Instructions to follow
Copy all of the items below word for word, but leave out the pictures.

Material for the task
==========
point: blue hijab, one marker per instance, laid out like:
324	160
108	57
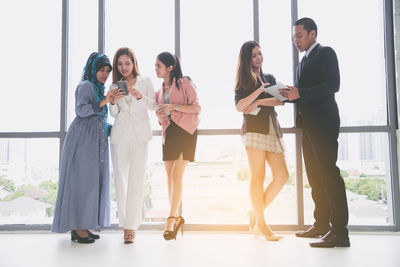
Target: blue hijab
94	63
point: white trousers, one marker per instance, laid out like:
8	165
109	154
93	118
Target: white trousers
129	164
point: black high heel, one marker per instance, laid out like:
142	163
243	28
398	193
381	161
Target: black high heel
168	234
94	236
181	222
83	240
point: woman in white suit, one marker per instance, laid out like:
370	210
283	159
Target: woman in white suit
129	139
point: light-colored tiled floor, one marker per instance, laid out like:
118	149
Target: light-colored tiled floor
205	249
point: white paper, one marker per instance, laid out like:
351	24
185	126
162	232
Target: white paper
255	111
274	91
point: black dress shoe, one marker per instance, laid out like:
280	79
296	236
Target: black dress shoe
79	239
94	236
312	232
331	240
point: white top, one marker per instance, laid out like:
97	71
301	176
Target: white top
132	118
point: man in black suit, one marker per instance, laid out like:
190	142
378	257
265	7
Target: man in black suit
317	81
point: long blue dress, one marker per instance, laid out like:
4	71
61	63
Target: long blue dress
83	200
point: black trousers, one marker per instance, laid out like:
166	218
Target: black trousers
320	149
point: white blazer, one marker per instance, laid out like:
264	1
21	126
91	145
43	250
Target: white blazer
131	114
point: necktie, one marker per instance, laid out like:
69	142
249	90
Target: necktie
303	63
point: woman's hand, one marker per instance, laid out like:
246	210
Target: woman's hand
261	88
161	111
271	102
116	95
165	108
251	107
135	93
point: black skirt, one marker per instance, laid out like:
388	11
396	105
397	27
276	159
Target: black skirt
179	141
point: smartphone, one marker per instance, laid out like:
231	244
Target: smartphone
123	87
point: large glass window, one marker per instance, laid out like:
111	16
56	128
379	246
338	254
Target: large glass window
30	56
212	34
147	30
364	164
28	180
83	33
276	44
360	50
216	186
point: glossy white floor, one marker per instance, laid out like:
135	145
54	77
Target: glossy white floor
205	249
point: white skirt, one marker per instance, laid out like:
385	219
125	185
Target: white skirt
268	142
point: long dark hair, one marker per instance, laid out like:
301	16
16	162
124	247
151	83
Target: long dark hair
245	76
124	51
169	59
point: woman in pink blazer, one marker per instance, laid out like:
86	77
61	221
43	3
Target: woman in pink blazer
177	112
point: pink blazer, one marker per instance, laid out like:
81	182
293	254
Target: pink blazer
185	95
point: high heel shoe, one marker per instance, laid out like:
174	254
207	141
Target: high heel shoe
79	239
252	222
170	234
269	237
179	223
94	236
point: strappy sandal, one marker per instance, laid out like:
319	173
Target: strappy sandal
129	236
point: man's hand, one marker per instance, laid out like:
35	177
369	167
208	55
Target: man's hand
291	94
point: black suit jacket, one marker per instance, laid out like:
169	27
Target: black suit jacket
317	83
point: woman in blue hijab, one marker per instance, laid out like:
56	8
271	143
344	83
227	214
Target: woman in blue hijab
83	200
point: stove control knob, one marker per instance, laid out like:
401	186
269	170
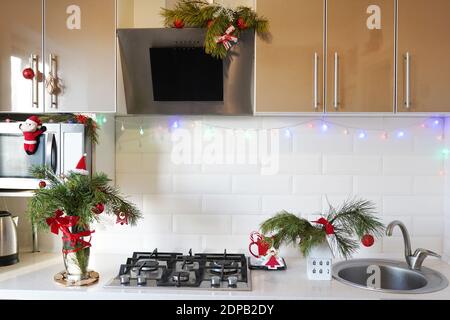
==========
Result of the exercise
point: blue hijab, one marker per instance, laid out like:
324	160
108	57
Target: blue hijab
94	63
point: white trousers, one marker per instance, laid out like:
8	165
109	154
93	118
Target: white trousers
129	164
point: black high heel, one marker per instance, laid out like:
142	163
243	28
398	193
381	161
Target: black high heel
168	234
94	236
181	222
83	240
point: woman in white suit, one marker per instance, laid out like:
370	210
283	159
Target: woman in white suit
129	139
point: light-colored tiled floor, one marker per instance, laid out like:
118	149
Target: light-colored tiled floor
205	249
point: white paper, one marker per instance, laid out like:
351	24
185	126
162	232
Target: white paper
255	111
274	91
point: black dress shoe, one marker per instance, laid out like:
280	79
296	236
Target: black dress shoe
79	239
94	236
312	232
331	240
point: white top, one marker per instance, laid out like:
97	71
301	176
Target: white top
132	118
point: man in black suit, one marker per instance, laid out like:
190	142
378	257
265	7
Target: man in black suit
317	81
point: long blue dress, one marker per instance, laid out like:
4	71
61	63
Target: long blue dress
83	200
point: black trousers, one marker per instance, laid out like:
166	218
Target: black trousers
320	149
point: white blazer, one marker per instance, laid out like:
264	1
21	126
91	145
43	250
Target: white blazer
131	114
point: necktie, one marker per instance, laid out like:
69	142
249	90
Target: necktie
303	63
point: woman's hand, one marker per instance, laid out like:
246	210
Target: woman's hand
261	88
161	111
271	102
116	95
165	108
251	107
135	93
point: black skirt, one marker per instance, laid out like:
388	11
396	105
397	27
276	159
Target: black skirt
179	141
point: smartphone, one marker per instance, laid out like:
231	244
Target: smartphone
123	87
point: large glass window, one marker per instance, laid out like:
111	16
56	128
379	246
338	254
Target: large glass window
30	56
212	34
147	30
364	164
28	180
83	33
276	44
360	50
216	186
point: glossy white floor, one marker per instance, laid out like:
135	145
54	77
Target: glossy white floor
205	249
point: white skirt, one marker per instance, laid out like:
385	219
125	185
Target: white skirt
268	142
point: long dark hair, one marker per instance, laid out like:
301	16
16	162
124	247
151	83
Target: long dark hair
245	76
124	51
169	59
point: woman in pink blazer, one marker per instance, laid out like:
86	77
61	221
43	3
Target: woman in pink blazer
177	112
point: pink blazer, one marker per instance, laid out like:
81	182
293	254
Target: pink blazer
185	95
point: high heel shoe, one marker per instance, laid out like:
174	254
207	141
Target: high heel shoe
79	239
252	222
170	234
269	237
179	223
94	236
point: strappy sandal, one marker per instance, laid out like:
319	173
Target: strappy sandal
129	236
point: man's hand, one marker per instance, laid out like:
35	177
369	167
208	55
Target: man's hand
291	94
point: black suit jacket, one marker per instance, laid out like:
169	27
Target: black suit jacket
317	83
point: woman in blue hijab, one marker per instance, laid out like:
56	8
271	143
344	83
227	214
Target: woman in blue hijab
83	200
point: stove control knob, one marker per instance, laid out like:
401	186
269	170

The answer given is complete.